[Sezione del documento]
##############################

Come vivere pienamente e diventare persone migliori secondo il più grande artista del Novecento

Nel volumetto curato da Marco Fagioli, intitolato Pablo Picasso. L’immaginazione al potere (Edizioni Clichy, collana Sorbonne dedicata ai ritratti dei grandi della storia), c’è tutto quello che dovete sapere sull’artista spagnolo più influente del secolo scorso: vita, morte, amori e miracoli, ma soprattutto alcuni ottimi consigli sull’arte e sulla vita in generale.

Leggendo, per esempio, si impara che la vita è un gioco e che se Gary Cooper vi regala una pistola (Cannes, 1958) la cosa giusta da fare è mettersi un cappello da cowboy e giocare al pistolero, come dimostrano alcune delle belle foto che corredano questo volumetto. Se l’ha fatto Picasso potete farlo anche voi. Certo, forse non uscirete con Brigitte Bardot e non avrete il mondo femminile ai vostri piedi (come invece è stato per Picasso tutta la vita), e magari non rivoluzionerete il mondo con un movimento artistico -il cubismo- che cambierà per sempre il concetto stesso di arte, però potrete rivedere la vostra scala di priorità e decidere finalmente di lasciarvi alle spalle quello che da troppo tempo non riuscite a lasciarvi alle spalle.

“Bisogna uccidere l’arte moderna” diceva il grande artista, “Questo significa anche che bisogna uccidere se stessi, se si vuole essere in condizioni di fare qualcosa”. Ogni momento è buono per fare la rivoluzione, insomma, perché “Ogni atto di creazione è, prima di tutto, un atto di distruzione”.Il problema però, come ricorda il curatore Marco Fagioli, è che Picasso era un genio. Per il grande artista, che non ebbe un apprendistato tradizionale né alcun maestro, la rivoluzione era, come dire, a portata di mano. Fin da giovanissimo, al contrario della maggior parte di noi, fu un artista compiuto.

Ma un talento eccezionale può essere il più grande dei pericoli se quello che vuoi è non essere mai uguale a te stesso, e anche un genio deve fare i compiti a casa. Con la modestia che gli era propria, scrisse infatti in tarda età: “A quattro anni dipingevo come Raffaello, poi ci ho messo una vita per imparare a dipingere come un bambino”. I compiti a casa bisogna farli tutti, geni e non geni.

E anche a scuola non ci si può distrarre un attimo. “L’insegnamento accademico della bellezza è falso” scrive Picasso, “L’arte non è l’applicazione di un canone di bellezza, ma ciò che l’istinto e il cervello possono concepire indipendentemente da ogni canone. Quando si ama una donna non si fa ricorso a strumenti di misura per conoscere le sue forme: la si ama con tutto il desiderio possibile; eppure è stato fatto di tutto per applicare un canone all’amore”. Come l’artista, anche l’uomo dopo aver appreso sui banchi le nozioni fondamentali deve avventurarsi nel mondo, e non può farlo armato solo di compasso e righello come un bravo scolaretto.

##############################

[Dati registrati]
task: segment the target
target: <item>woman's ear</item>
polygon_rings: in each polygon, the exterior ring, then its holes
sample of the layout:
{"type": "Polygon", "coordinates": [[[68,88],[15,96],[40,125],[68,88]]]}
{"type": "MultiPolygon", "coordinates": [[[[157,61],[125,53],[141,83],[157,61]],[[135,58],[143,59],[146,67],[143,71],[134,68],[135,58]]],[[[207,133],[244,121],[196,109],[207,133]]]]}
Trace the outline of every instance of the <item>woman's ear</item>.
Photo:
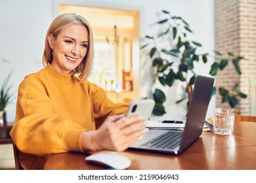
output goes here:
{"type": "Polygon", "coordinates": [[[51,48],[53,50],[53,41],[54,41],[54,37],[52,34],[49,34],[47,37],[48,43],[50,46],[51,48]]]}

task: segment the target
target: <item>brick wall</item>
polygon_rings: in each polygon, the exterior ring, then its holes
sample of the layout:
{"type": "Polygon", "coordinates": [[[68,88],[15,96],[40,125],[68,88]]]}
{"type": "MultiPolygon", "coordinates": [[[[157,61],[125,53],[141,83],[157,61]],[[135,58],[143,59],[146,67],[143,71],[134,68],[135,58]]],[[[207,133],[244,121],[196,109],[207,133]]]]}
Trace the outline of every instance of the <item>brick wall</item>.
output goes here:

##############################

[Esercizio proposto 1] Puoi riscrivere in forma di elenco il paragrafo dell'articolo su Picasso che comincia con «Ma un talento eccezionale», conservandone i fatti principali?
[Esercizio proposto 2] Prosegui l'articolo su Picasso a partire dalla frase con cui si chiude.
I record non hanno alcun ruolo in questo lavoro.

[Risposta finale 1]
- Un talento eccezionale può essere il pericolo più grande per chi vuole non essere mai uguale a se stesso.
- Anche un genio deve fare i compiti a casa.
- In tarda età Picasso scrisse: «A quattro anni dipingevo come Raffaello, poi ci ho messo una vita per imparare a dipingere come un bambino».
- I compiti a casa vanno fatti tutti, da geni e non geni.

[Risposta finale 2]
E in tutto questo dove sono gli altri? Fuori dalla nostra interiorità come possiamo relazionarci con loro? “Picasso, spagnolo com’è, ha sempre saputo che gli interessano solo le persone” scrive Gertrude Stein ricordando l’amico degli anni parigini, “L’anima della persona non lo interessa, per lui la realtà della vita sta nella testa, nella faccia, nel corpo”. “Dal punto di vista dell’arte” amava dire Picasso, “non ci sono forme concrete o astratte, ma solamente forme, le quali non sono che bugie convincenti. E' fuori di dubbio che queste bugie sono necessarie alla parte mentale di noi stessi, perché è attraverso di esse che noi formiamo il nostro punto di vista estetico sulla vita”. Era con le forme e con i corpi che Picasso nutriva la sua anima, da qui la sua convinzione della superiorità del gesto sull’intenzione: “Conta quel che si fa, non quello che si ha intenzione di fare”.

Una dichiarazione particolarmente confortante quando si traduce nella pratica libera di una vita vissuta all’impronta. Scrive Picasso: “Quante volte al momento di mettere il blu, mi sono accorto che non ne avevo. Allora ho preso un rosso e l’ho messo al posto del blu”. Imparare a usare il rosso quando il blu è finito è un talento non solo nell’arte ma nella vita, che chi possiede dovrebbe avere caro, e chi non lo possiede farebbe bene a darselo. Perché capita spesso, nella vita, che il colore che stiamo usando si esaurisca sul più bello. Chissà, forse uscendo dai binari anche voi potreste fare delle scoperte in grado di accendere una rivoluzione. Se non per il mondo, almeno per voi stessi.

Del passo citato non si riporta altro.